§ Job a:
What model of laptop does the poster own, according to the laptop charger thread?

# Is my battery bad or is my laptop fried?



## Beatboxx (Jun 12, 2010)

I have a Dell Inspiron 1520. The charger I was using for it started to rip at the end where it goes into the laptop. I didn't worry about it until the charger started to not work unless it was bent in a certain way. It began to rip even more and then it actually started to spark if I moved it around. Shortly after, it just sparked and the charger stopped working completely (or so I thought?).

I bought a new charger off of Amazon.com, and it didn't work. It wasn't charging my laptop at all. People suggested removing the battery to see if the charger makes the laptop turn on at all, but that didn't work either. I shipped it back and got a refund.

I then bought a $35 universal charger off of Newegg.com. I was frustrated to find out that this new charger wasn't working either, but then I started to consider other things - is it my battery that's the problem? I was told that a charger should be able to power a laptop without the battery being in it, but I tried that and it doesn't work, which leaves me with one question: is my laptop fried?

§ Job b:
Please reproduce the records from the line with "Expected: for every instance of the man" through the end of the records, swapping "tote bag" for "handbag" and leaving everything else unchanged.

§ Record set:
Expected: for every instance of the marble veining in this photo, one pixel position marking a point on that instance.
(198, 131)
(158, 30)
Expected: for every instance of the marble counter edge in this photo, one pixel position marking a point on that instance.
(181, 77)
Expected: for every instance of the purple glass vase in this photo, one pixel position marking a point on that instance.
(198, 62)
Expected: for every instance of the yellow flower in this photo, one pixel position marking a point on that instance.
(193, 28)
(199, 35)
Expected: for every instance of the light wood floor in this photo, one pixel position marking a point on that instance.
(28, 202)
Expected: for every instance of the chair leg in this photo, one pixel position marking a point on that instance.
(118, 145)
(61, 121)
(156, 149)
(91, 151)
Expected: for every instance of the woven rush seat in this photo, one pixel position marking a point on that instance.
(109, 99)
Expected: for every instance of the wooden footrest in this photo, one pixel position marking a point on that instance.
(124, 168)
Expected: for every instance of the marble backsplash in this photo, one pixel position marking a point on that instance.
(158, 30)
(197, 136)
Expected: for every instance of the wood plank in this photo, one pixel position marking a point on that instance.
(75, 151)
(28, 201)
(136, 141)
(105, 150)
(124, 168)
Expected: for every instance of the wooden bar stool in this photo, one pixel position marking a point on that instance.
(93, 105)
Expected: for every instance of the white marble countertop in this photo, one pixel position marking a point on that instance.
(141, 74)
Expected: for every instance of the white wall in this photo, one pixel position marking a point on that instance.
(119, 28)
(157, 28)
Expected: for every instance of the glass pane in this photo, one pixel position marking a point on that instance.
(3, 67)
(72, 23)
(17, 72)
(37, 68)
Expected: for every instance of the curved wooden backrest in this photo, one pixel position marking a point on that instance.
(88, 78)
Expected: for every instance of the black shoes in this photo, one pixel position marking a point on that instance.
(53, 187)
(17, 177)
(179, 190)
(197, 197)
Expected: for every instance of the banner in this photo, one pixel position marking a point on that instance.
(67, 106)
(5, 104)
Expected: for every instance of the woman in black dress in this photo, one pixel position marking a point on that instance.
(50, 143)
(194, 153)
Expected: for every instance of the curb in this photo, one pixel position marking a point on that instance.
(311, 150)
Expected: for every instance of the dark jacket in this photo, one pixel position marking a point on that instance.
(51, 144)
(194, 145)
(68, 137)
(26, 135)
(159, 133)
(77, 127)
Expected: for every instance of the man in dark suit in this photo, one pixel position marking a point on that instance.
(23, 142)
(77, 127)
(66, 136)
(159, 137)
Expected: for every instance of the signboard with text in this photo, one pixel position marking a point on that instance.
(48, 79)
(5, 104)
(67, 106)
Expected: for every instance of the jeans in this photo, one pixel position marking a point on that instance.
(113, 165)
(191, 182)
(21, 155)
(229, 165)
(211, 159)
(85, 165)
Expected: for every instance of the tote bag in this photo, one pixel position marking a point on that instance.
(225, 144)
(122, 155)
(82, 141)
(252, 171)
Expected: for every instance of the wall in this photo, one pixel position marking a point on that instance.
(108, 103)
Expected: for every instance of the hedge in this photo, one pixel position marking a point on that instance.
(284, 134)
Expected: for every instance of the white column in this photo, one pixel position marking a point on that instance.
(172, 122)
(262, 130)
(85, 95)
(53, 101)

§ Correct result a:
A Dell Inspiron 1520.

§ Correct result b:
Expected: for every instance of the man in dark suit in this photo, one pixel position marking a point on that instance.
(23, 142)
(77, 127)
(66, 136)
(159, 137)
Expected: for every instance of the signboard with text in this photo, one pixel position marking a point on that instance.
(48, 79)
(5, 104)
(67, 106)
Expected: for every instance of the jeans in this photo, one pixel position marking a point on that instance.
(113, 165)
(191, 182)
(21, 155)
(229, 165)
(211, 159)
(85, 165)
Expected: for every instance of the handbag in this photo, one pixel position marking a point on that instance.
(225, 144)
(122, 155)
(82, 141)
(252, 171)
Expected: for every instance of the wall in this photo, one pixel position marking a point on that instance.
(108, 103)
Expected: for every instance of the hedge in this photo, one pixel position marking a point on that instance.
(284, 134)
Expected: for every instance of the white column in this photo, one pixel position marking a point on that instance.
(172, 122)
(262, 130)
(85, 95)
(53, 101)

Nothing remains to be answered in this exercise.